== Texte proposé ==
↓↓↓
Élections en Russie: un scrutin sous surveillance et en quête de crédibilité

Troisième et dernier jour, ce dimanche, d’élections législatives mais aussi locales en Russie. Des élections où presque aucun opposant ne peut se présenter et où se pose la question de la sincérité du scrutin. RFI a rencontré à Moscou un membre indépendant d’une commission électorale.

 

On le retrouve devant les grilles du bureau de vote où il est volontaire pour vérifier douze heures par jour le bon déroulement des opérations. À 41 ans, Andreï Tcherviakov est passionné de politique, observateur d’élections dès 1999 quand il est étudiant, candidat aux législatives pour le parti centriste Iabloko, c’était en 2011, « quand nous avions encore des élections justes », dit il, et pourtant, déjà, l'expérience s’était avérée difficile.
↑↑↑
== Exercice court A ==
Dans le texte sur les élections en Russie, réécrivez le passage allant de « On le retrouve » jusqu'à « s’était avérée difficile. » en changeant « bureau de vote » en « lieu de vote ».
== Exercice court B ==
Rédigez la suite du texte sur les élections en Russie, à partir de sa dernière phrase.

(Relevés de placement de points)
↓↓↓
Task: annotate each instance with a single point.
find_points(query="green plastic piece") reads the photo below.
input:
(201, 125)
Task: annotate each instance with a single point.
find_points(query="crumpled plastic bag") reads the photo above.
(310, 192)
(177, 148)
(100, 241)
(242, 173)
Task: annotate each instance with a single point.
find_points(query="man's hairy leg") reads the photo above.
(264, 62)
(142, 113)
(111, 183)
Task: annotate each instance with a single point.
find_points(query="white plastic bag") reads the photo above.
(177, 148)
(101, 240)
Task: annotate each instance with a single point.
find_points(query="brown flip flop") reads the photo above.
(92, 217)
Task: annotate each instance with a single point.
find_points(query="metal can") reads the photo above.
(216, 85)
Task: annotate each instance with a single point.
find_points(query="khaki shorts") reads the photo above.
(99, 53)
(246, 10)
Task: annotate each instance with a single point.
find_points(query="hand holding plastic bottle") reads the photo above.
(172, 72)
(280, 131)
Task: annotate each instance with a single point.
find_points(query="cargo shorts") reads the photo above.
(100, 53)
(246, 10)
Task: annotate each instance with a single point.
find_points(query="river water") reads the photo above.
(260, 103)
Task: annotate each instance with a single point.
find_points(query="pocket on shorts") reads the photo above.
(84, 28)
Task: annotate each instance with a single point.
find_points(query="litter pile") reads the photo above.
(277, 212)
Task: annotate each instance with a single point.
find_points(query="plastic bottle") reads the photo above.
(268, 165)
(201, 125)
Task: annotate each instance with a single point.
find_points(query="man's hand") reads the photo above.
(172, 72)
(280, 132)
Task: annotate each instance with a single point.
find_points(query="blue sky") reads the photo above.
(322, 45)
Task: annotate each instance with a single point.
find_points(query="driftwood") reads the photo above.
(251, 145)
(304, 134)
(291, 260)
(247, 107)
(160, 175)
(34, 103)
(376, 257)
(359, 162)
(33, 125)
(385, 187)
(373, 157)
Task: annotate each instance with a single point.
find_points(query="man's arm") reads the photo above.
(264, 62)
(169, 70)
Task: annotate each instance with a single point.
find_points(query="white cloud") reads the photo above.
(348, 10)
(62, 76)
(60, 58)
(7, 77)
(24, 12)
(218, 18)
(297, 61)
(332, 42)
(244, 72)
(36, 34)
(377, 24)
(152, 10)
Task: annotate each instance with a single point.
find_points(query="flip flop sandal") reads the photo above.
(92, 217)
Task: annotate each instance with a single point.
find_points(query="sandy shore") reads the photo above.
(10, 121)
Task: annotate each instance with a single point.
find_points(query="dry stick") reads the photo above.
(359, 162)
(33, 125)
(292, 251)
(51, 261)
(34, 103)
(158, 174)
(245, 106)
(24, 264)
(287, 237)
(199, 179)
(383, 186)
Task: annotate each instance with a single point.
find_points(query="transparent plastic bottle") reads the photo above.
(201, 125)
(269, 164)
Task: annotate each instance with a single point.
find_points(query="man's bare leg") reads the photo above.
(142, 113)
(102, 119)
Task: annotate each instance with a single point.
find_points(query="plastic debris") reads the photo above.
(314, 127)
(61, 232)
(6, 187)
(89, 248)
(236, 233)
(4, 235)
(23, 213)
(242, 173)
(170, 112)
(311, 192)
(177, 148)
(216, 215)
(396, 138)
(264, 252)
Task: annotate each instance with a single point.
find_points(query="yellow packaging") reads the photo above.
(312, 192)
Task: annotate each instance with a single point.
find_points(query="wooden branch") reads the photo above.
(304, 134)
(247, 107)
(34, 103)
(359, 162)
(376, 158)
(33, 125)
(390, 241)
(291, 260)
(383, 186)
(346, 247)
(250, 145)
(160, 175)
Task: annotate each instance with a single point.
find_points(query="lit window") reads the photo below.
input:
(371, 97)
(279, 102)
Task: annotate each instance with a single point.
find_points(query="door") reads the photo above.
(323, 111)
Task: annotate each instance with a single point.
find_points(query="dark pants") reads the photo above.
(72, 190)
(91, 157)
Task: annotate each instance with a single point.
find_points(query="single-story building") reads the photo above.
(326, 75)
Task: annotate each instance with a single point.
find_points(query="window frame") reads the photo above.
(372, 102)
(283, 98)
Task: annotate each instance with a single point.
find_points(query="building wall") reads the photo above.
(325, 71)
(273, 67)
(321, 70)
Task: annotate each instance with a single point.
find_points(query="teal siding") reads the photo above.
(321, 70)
↑↑↑
== Résultat A ==
On le retrouve devant les grilles du lieu de vote où il est volontaire pour vérifier douze heures par jour le bon déroulement des opérations. À 41 ans, Andreï Tcherviakov est passionné de politique, observateur d’élections dès 1999 quand il est étudiant, candidat aux législatives pour le parti centriste Iabloko, c’était en 2011, « quand nous avions encore des élections justes », dit il, et pourtant, déjà, l'expérience s’était avérée difficile.

== Résultat B ==
« J’ai bien vu ce qui se passait. On est passé de 18% lors du décompte des bulletins dans les bureaux de vote à 4% une fois arrivé au bureau électoral régional. Alors j’ai voulu devenir membre de la commission électorale justement pour que la loi soit appliquée correctement », assure-t-il.

Les résultats qui changent en cours de route, Andreï Tcherviakov l’assure, c’est terminé. En revanche, la nouveauté cette année est dans la surveillance vidéo du scrutin.

« Avant, il y avait des gens qui restaient chez eux toute la durée du scrutin pour tout surveiller en direct et repérer une fraude, note-t-il. Certains avaient même des logiciels précis qui permettaient de compter le nombre de personnes qui s’étaient déplacées dans un bureau de vote et comparer avec les chiffres officiels. Cette fois, pour ces élections, l’accès libre aux vidéos est restreint. »

La commission électorale russe l'assure : si l'accès est désormais accordé sur demande et à l'avance c’est pour éviter toute interférence étrangère dans les élections.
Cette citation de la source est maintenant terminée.